● **LISTA DE TAREFAS**:
(1) De acordo com o trecho fornecido, qual desembargador foi o relator da Apelação Cível nº 1084414-5?
(2) Enumere todos os dados de referência que o trecho fornecido apresenta para a obra de doutrina nele citada.

● **TRECHO FORNECIDO**:
----
É o que ensina Fábio Ulhoa Coelho, in “Curso de Direito Comercial, Volume 2”, 5ª edição, Saraiva, pág. 43: “Admite-se a desconsideração da personalidade jurídica da sociedade empresária para coibir atos aparentemente lícitos. A ilicitude somente se configura quando o ato deixa de ser imputado à pessoa jurídica da sociedade e passa a ser imputado à pessoa física responsável pela manipulação fraudulenta ou abusiva do princípio da autonomia patrimonial”.
Nos julgados citados, contudo, a responsabilidade pelas dívidas foi estendida, também, às demais sociedades integrantes do grupo econômico, hipótese não prevista, literalmente, no referido dispositivo legal.
Melhor interpretação, talvez, seria a declaração de ineficácia da alienação do estabelecimento (CC., art. 1.145) ou o reconhecimento da responsabilidade solidária das pessoas jurídicas que passaram a explorar o estabelecimento empresarial, a que se pode chamar de sociedade sucessora ou integrante do mesmo grupo econômico, conforme o caso (CC., art. 1.146).
Há diversos julgados nesse sentido, todos do Tribunal de Justiça de São Paulo:
“PENHORA — Incidência sobre bens de pessoa jurídica executada – Superveniente alienação do ponto comercial e do nome fantasia — Alegação de impenhorabilidade diante da distinção das personalidades jurídicas – Improcedência — Ausência de prova documental pré-constituída neste sentido ou justificativa para sua ausência nos autos — Inexistência igualmente de prova documental da propriedade ou posse dos bens — Presença dos antigos proprietários no estabelecimento supostamente alienado — Indícios que apontam para a inverossimilhança das alegações — Condicionamento, ademais, da eficácia da alienação ao pagamento de todos os credores ou ao consentimento destes — Inteligência do art. 1145 do Código Civil — Embargos de terceiro rejeitados – Apelação improvida” (TJSP, Ap. Civ. nº 1084414-5, 19ª Câmara de Direito Privado, Des. Rel. Ricardo Negrão, j. 24/7/2007)
“EXECUÇÃO POR TÍTULO EXTRAJUDICIAL – Cheques – Insurgência contra de decisão que não reconheceu a ocorrência de sucessão de empresas, revendo decisão anterior para indeferir a penhora dos bens de terceiro – Admissibilidade – Fortes indícios que apontam no sentido de ocorrência de sucessão empresarial – Constrição de bens da sucessora permitida – Agravo de instrumento provido” (AI nº 7.150.310-5, 18ª Câmara de Direito Privado, Des. Rel. Roque Mesquita, j. 18/9/2007)
----
● **DADOS FORNECIDOS**:

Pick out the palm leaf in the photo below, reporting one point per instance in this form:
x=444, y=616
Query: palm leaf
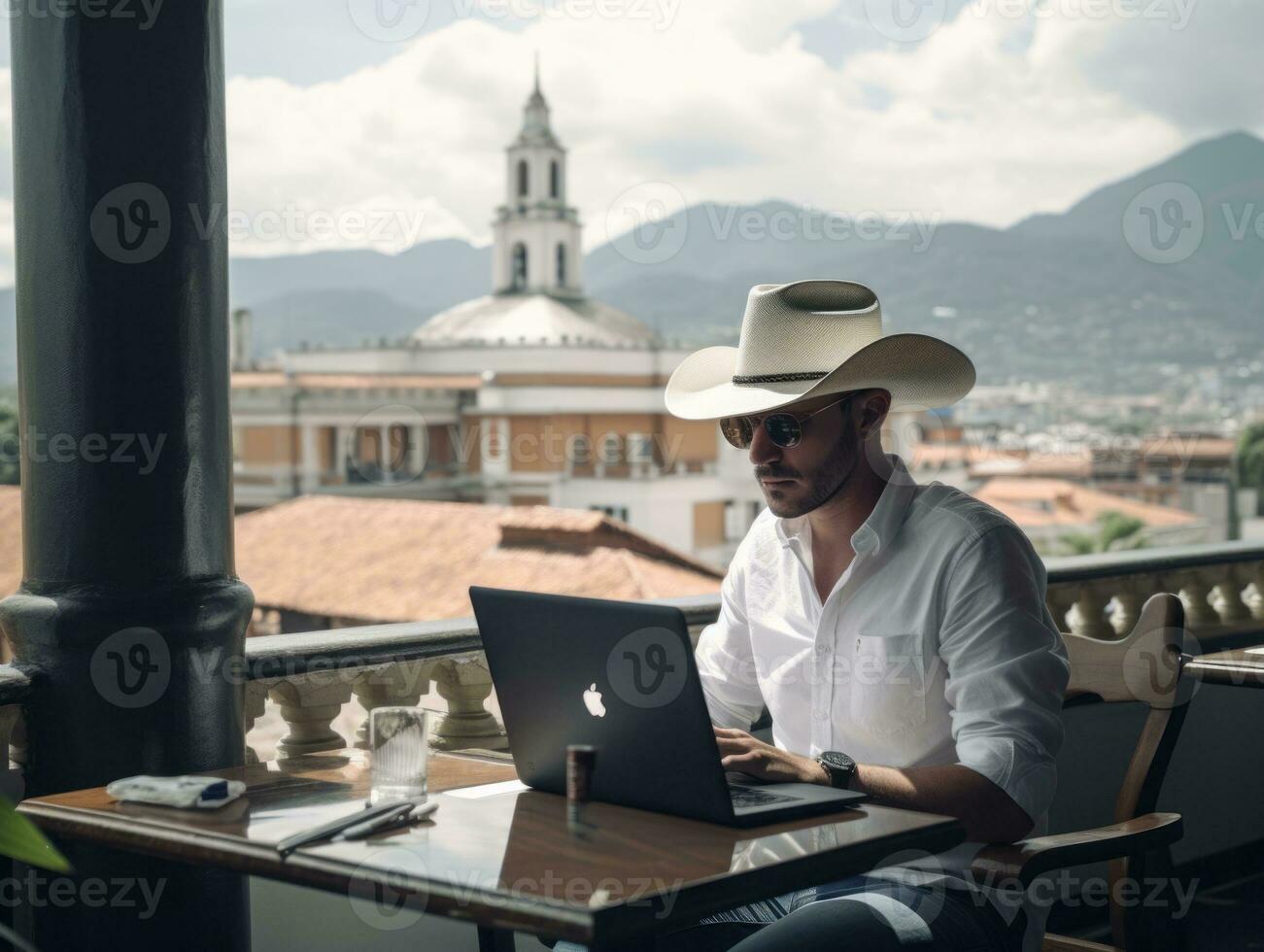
----
● **RESPOSTAS EM ORDEM**:
(1) O Desembargador Ricardo Negrão.

(2)
- Autor: Fábio Ulhoa Coelho
- Título: "Curso de Direito Comercial, Volume 2"
- Edição: 5ª edição
- Editora: Saraiva
- Página: pág. 43